▶ Exercise set
a) Translate this sentence from the book review into French: "Barristers were unknown, since all litigants had to speak for themselves."
b) Reproduce the portion of the book review between "It is limited" and "of ordinary citizens.", inclusive, substituting "plaintiffs" for each occurrence of "litigants".

** BEGIN Document text **

Imagine, if you can, a society devoid of electricity or machinery of any kind; how could you spend your surplus cash, if you wanted to indulge yourself? Ancient Athens was such a society, and James Davidson tries in this entertaining book to give some answers. The high-minded might think it fun to keep a tame philosopher. The aesthetically sensitive might commission works of art to decorate their homes or to dedicate in temples, a rather more subtle way of advertising one's wealth. But this study is concerned with the universal bodily appetites, for food, drink and sex.
It is limited to Athens in the 4th and 3rd centuries BC, chiefly because this is the only Greek city for which we have adequate sources. The best evidence is from speeches written by experts for private litigants to deliver, and preserved as samples of the genre. Barristers were unknown, since all litigants had to speak for themselves. Incidentally we learn a great deal about the living conditions and behaviour of ordinary citizens.
We also have incidental references in the works of the philosophers, but these may sometimes be misleading. because when a philosopher discusses the meaning of a term, he may he more concerned to extract a moral than a semantic truth. Then there are the comedies of the time. Few of these survive intact, but we have many short passages quoted by later authors. But this evidence may be biased, because their abnormality may have been the reason why they were quoted; and it is not always easy to judge whether a statement is to be taken at its face value or as a comic exaggeration.
Lastly, archaeology has revealed a few enduring artefacts, so that for instance it may be possible to match literary descriptions of a cup with preserved examples. The scenes represented in vase painting may equally be significant, though sometimes hard to interpret. Even the remains of buildings can yield information about the lifestyle of those who lived and worked in them.
Ancient food was to our taste unutterably boring, a diet of bread, porridge and a few vegetables. Meat was rarely eaten except as the product of a sacrifice. But this vegetarian diet was enlivened by all who could afford it by the addition of spices and what the Greeks called opson. A large section of this book is devoted to a study of this word. It seems originally to have meant any sort of relish eaten with bread to make it more palatable; but since the main ingredient of such relishes was seafood, it gradually acquired this meaning. Especially in a derivative form, opsarion, it came to be the normal word for fish when it appeared on the table, and this survives into modern Greek. As early as St John's gospel account of the miraculous draught of fishes, we can see the normal word for fish used where they are caught, but when ready to be cooked they have become opsaria. Another derivative meant an allowance for buying opson, but came to be a general word for wages, a semantic history paralleled by our salary, in origin an allowance for salt.

** END Document text **
** BEGIN Given information **

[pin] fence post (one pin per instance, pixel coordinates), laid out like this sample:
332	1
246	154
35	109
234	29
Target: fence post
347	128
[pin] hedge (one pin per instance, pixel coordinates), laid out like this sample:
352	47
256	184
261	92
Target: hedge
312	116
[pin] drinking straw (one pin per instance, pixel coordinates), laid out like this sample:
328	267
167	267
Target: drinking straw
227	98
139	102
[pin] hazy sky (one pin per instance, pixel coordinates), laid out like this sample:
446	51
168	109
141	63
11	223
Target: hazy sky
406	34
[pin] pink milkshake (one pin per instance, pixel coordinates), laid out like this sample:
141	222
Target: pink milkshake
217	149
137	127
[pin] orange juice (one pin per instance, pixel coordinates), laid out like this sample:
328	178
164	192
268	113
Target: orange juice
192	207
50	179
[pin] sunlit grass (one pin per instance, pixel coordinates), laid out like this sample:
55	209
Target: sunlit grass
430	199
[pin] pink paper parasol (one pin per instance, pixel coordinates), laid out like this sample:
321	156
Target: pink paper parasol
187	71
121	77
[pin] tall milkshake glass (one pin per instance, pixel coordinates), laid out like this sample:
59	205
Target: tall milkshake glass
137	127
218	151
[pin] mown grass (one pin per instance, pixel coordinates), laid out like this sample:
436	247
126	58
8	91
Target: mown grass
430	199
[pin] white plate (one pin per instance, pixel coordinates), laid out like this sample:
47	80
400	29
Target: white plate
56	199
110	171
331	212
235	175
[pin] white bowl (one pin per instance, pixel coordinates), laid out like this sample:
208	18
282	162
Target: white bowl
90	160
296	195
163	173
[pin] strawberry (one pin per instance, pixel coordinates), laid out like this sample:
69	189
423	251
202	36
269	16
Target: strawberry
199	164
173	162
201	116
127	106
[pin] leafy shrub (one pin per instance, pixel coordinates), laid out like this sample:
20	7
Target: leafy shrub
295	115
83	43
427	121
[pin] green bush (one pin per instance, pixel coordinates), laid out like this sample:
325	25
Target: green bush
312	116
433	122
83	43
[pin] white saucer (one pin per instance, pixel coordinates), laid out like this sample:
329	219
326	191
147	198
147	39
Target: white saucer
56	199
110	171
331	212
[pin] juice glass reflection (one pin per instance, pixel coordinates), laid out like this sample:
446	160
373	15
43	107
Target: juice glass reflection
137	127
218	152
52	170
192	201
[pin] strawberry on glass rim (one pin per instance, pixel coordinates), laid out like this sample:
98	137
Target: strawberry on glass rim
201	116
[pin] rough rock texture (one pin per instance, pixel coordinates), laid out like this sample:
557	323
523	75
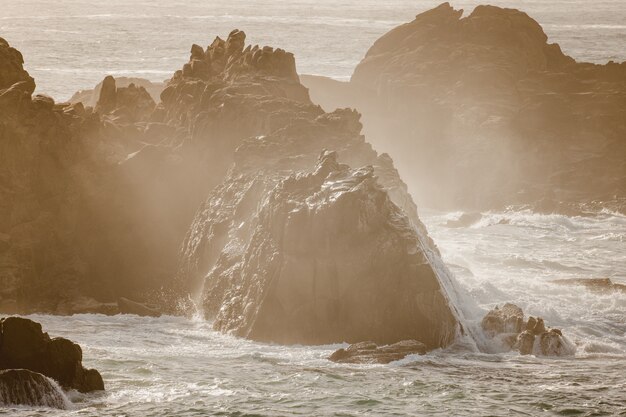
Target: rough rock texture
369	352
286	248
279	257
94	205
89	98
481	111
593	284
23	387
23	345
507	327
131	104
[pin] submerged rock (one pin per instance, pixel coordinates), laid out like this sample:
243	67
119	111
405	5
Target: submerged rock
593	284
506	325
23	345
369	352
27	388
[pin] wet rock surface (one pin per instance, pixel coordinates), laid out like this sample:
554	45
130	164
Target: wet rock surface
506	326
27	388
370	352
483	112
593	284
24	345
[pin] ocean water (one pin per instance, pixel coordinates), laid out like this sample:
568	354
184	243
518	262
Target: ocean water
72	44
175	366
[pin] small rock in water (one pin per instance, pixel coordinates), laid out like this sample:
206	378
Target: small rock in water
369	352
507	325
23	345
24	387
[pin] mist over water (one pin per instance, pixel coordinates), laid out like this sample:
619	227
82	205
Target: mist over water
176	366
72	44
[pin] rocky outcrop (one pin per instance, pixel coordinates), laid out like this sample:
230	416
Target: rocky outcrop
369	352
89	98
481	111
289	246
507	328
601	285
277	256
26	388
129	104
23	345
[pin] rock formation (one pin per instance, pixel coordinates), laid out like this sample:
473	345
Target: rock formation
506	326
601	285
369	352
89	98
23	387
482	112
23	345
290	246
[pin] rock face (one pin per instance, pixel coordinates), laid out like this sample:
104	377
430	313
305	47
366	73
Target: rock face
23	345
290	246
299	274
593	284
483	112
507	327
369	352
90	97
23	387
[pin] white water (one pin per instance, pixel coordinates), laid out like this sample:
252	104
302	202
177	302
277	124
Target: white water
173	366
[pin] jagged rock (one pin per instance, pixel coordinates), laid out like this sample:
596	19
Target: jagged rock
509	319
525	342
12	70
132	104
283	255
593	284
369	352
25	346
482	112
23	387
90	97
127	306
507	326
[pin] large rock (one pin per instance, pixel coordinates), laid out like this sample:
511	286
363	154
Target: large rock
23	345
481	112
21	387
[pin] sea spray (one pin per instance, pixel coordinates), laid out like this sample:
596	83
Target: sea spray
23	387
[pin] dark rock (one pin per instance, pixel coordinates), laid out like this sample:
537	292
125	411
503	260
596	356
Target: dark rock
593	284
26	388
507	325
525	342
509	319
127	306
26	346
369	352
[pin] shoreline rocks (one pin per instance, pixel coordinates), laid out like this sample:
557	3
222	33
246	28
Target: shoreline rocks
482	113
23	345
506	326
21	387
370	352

** END Given information **

▶ Answer list
a) Les avocats étaient inconnus, puisque tous les plaideurs devaient parler pour eux-mêmes.

b)
It is limited to Athens in the 4th and 3rd centuries BC, chiefly because this is the only Greek city for which we have adequate sources. The best evidence is from speeches written by experts for private plaintiffs to deliver, and preserved as samples of the genre. Barristers were unknown, since all plaintiffs had to speak for themselves. Incidentally we learn a great deal about the living conditions and behaviour of ordinary citizens.